Referring expression pointing data:

*** Begin section ***

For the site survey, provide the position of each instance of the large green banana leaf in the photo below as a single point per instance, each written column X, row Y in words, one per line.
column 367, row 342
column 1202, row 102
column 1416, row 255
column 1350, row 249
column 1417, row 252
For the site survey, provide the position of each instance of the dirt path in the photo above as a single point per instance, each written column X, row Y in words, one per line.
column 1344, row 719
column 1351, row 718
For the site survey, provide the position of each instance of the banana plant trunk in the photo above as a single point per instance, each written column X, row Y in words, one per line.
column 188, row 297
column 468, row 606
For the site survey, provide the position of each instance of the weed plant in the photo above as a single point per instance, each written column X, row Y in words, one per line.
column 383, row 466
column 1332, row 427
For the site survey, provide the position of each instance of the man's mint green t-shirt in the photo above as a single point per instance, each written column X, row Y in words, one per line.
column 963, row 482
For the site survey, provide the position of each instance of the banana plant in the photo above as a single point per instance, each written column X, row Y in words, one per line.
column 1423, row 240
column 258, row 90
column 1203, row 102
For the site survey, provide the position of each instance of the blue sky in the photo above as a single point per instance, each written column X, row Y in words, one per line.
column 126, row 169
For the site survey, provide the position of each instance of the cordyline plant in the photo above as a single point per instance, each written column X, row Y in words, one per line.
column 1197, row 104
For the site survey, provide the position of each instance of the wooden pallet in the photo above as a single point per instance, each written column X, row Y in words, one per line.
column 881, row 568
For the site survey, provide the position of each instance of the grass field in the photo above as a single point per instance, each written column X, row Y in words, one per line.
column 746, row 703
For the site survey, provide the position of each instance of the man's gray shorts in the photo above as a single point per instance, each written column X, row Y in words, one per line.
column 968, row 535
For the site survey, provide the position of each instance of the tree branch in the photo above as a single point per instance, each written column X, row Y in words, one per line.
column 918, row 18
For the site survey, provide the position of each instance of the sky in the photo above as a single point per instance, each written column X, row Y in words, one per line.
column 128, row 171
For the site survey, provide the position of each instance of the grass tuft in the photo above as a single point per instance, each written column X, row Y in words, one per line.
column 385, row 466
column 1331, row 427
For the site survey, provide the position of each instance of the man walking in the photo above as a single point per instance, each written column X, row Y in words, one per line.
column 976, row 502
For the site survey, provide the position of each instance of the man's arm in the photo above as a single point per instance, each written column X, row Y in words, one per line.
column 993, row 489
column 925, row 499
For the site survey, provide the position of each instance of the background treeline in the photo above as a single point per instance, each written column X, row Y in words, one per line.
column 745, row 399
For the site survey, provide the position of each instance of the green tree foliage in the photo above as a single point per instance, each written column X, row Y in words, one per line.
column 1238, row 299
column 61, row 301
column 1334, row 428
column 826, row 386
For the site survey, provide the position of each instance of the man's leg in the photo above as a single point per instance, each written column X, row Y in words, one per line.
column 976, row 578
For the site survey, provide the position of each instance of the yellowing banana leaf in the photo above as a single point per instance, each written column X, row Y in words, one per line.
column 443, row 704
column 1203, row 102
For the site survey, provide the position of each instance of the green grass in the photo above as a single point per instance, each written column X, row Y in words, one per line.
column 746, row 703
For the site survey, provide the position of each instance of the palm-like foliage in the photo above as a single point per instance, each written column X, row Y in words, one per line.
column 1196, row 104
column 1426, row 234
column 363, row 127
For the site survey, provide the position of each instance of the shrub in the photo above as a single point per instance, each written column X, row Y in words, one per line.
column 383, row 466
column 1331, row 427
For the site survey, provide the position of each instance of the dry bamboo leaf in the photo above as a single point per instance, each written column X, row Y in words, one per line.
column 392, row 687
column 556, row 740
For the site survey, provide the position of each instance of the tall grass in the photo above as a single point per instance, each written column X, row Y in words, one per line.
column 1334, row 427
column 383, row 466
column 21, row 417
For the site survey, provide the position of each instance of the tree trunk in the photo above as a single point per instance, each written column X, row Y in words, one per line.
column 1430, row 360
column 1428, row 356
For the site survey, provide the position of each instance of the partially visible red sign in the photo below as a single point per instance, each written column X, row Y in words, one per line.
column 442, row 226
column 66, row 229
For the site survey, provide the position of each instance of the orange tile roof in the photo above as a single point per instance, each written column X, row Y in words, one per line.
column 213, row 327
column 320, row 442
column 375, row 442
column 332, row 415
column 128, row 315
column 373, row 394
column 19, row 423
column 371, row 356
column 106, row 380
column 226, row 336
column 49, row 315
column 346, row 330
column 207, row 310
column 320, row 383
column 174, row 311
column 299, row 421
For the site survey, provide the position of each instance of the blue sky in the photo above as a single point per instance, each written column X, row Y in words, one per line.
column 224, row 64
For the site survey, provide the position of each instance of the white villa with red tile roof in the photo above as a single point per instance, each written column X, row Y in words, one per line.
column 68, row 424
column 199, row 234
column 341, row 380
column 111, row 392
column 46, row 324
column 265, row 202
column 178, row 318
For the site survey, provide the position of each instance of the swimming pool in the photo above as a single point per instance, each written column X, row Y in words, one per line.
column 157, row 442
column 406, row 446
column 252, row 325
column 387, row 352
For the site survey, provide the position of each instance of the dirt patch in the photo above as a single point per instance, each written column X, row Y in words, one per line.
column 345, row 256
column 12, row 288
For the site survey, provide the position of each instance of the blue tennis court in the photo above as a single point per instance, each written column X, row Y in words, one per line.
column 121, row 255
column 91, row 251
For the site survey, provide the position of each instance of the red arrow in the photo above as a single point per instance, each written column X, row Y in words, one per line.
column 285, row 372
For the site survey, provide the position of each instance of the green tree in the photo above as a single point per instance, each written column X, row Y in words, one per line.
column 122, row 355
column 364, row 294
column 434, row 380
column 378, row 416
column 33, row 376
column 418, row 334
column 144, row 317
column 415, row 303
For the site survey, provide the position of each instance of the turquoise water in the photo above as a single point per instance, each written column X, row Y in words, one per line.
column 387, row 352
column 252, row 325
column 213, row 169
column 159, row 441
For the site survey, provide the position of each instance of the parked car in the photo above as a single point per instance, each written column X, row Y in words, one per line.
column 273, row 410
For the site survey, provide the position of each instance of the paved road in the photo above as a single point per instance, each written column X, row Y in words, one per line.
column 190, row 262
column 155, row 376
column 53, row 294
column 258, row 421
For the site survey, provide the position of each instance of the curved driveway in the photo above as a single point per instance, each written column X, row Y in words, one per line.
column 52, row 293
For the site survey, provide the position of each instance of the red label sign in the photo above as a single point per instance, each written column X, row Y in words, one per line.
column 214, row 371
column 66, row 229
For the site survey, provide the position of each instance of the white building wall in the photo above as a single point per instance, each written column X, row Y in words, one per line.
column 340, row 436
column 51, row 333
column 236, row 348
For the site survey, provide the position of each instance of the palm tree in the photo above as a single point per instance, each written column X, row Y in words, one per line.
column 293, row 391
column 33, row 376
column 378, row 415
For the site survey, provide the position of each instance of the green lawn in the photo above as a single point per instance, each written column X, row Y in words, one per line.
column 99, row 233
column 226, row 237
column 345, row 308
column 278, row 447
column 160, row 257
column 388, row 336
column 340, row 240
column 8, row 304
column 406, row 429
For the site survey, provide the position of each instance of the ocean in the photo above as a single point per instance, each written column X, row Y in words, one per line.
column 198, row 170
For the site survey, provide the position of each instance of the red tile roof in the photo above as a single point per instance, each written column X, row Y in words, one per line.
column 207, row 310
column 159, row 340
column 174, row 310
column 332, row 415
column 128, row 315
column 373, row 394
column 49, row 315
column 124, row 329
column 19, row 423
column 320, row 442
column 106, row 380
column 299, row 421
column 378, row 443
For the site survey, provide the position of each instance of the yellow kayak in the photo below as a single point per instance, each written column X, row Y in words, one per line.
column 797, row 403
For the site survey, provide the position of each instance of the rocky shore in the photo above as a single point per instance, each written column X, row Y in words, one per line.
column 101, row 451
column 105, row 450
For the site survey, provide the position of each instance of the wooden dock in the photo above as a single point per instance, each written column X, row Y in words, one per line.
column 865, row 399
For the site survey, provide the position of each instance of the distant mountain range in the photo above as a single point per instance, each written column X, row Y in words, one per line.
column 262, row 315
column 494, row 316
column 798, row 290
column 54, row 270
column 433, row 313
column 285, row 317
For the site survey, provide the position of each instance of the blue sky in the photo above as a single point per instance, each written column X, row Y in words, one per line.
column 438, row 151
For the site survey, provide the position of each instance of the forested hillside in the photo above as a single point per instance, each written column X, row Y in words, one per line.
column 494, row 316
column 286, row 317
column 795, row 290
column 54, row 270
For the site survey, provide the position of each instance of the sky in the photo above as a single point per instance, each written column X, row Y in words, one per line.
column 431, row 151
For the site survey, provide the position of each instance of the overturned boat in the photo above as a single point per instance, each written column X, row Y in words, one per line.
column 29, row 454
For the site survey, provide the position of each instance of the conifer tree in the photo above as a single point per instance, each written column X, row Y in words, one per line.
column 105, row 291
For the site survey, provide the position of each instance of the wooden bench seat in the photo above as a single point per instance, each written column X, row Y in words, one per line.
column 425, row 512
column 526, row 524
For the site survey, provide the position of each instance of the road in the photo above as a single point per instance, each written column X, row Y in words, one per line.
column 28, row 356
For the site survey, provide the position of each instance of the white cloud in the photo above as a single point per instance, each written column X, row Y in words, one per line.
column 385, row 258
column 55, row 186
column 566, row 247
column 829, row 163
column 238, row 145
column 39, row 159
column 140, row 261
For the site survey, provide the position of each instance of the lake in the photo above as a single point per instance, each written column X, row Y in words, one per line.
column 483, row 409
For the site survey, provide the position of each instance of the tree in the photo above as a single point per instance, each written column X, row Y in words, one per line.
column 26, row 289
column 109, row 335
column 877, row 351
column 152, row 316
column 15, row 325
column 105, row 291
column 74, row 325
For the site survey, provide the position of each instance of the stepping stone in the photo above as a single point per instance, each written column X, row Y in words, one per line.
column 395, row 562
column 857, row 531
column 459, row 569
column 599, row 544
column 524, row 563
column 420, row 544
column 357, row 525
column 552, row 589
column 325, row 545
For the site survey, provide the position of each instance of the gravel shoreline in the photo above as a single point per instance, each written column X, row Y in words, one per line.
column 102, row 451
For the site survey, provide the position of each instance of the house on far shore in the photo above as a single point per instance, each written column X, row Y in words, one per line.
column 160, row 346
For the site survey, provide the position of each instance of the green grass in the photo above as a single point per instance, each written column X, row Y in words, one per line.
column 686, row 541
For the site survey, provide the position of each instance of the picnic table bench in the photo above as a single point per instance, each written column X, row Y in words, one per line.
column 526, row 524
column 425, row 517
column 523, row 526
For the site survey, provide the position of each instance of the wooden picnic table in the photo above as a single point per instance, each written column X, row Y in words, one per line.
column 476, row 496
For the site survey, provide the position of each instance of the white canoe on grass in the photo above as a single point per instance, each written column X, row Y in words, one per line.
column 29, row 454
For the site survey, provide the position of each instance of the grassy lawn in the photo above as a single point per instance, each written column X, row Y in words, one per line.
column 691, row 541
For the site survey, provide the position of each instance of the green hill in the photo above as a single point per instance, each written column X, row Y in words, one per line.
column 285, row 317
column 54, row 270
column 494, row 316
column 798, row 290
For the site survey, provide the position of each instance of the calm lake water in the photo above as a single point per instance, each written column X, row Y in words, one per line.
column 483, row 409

*** End section ***

WORK INSTRUCTION:
Copy out exactly the lines running from the line with "the green hill" to the end of the records, inclusive.

ANSWER SPACE:
For the site survey, provide the position of each instance of the green hill in the photo above as a single point per instance, each written column X, row Y in words, one per line.
column 285, row 317
column 54, row 270
column 494, row 316
column 798, row 290
For the site survey, provide the position of each instance of the calm lake water in the photo above as a single point per instance, each written column X, row Y in words, one per line.
column 483, row 409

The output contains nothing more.